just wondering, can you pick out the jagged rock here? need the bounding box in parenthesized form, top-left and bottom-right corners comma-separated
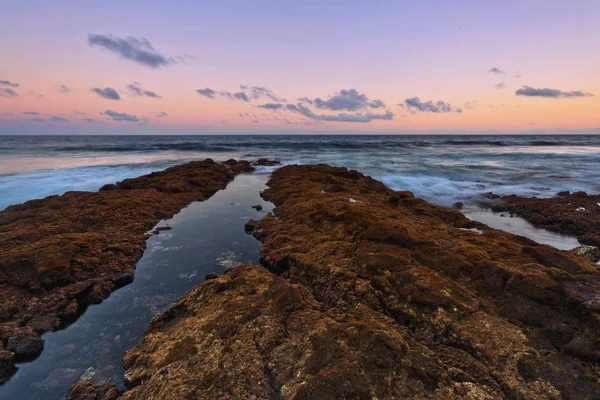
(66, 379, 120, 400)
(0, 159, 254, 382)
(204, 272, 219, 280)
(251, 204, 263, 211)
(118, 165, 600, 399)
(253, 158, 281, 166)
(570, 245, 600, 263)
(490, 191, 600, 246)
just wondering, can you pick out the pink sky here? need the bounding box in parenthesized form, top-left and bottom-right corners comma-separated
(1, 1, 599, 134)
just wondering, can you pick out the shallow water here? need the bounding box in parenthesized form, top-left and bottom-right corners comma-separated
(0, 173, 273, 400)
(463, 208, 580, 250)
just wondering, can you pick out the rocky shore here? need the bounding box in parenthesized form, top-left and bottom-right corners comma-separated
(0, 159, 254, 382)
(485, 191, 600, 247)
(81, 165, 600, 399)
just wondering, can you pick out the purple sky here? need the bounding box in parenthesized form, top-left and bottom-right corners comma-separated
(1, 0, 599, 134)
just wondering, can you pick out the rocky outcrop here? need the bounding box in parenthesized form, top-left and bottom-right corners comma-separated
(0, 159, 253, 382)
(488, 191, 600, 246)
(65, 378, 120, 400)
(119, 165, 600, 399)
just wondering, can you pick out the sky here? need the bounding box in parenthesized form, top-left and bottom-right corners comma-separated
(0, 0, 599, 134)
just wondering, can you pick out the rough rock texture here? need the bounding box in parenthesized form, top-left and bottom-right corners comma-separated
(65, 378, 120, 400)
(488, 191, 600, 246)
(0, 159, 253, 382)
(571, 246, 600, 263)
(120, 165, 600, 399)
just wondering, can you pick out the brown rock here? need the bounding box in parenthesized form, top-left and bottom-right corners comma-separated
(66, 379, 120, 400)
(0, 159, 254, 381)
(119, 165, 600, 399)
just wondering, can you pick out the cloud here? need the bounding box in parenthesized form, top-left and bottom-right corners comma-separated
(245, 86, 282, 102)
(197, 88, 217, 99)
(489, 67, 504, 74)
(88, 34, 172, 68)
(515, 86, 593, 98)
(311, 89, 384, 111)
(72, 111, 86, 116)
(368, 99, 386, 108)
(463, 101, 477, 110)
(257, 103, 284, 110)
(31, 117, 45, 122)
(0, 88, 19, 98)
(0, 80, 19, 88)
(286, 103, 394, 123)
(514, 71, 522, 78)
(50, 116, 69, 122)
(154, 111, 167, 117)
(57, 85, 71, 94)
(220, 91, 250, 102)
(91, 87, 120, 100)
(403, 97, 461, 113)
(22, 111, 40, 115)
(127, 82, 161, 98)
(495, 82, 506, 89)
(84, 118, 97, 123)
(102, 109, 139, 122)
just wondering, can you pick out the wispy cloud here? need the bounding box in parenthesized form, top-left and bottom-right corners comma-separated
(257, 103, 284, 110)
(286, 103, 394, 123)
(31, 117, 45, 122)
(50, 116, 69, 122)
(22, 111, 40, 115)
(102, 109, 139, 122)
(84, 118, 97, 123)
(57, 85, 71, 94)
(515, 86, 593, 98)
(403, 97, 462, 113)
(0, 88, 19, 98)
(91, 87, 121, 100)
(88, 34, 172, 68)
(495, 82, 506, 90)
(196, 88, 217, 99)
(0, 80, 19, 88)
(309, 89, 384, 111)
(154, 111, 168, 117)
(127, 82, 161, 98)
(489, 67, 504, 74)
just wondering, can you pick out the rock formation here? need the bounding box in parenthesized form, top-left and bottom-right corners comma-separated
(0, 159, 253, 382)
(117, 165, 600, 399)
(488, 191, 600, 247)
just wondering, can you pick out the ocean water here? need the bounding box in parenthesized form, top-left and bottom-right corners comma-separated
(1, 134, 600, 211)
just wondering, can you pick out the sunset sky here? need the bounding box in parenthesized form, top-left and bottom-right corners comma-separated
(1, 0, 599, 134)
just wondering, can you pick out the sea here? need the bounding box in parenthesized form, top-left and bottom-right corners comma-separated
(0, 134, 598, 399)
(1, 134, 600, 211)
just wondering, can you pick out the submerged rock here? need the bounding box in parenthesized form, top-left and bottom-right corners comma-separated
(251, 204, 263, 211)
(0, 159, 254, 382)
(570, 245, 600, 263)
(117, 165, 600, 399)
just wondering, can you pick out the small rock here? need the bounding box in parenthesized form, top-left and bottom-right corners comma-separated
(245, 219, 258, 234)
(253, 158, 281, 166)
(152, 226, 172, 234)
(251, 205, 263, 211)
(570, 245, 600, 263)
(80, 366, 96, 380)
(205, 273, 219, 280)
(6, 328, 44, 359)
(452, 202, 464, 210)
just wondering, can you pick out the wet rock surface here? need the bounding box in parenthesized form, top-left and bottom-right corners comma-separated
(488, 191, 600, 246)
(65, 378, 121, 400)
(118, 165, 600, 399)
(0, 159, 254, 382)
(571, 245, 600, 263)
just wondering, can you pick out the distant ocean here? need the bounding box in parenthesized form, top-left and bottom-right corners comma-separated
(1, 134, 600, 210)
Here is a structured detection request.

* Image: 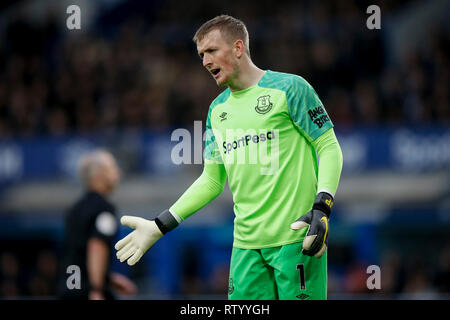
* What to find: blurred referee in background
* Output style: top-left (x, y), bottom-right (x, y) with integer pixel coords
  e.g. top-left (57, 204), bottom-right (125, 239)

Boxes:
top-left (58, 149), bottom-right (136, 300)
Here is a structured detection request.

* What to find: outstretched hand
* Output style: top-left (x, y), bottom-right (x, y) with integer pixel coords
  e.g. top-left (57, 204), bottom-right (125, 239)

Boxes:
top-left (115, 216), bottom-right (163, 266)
---
**Task to carry out**: In the listing, find every line with the word "What" and return it.

**Written answer**:
* What to find: blurred referee in background
* What to find: outstretched hand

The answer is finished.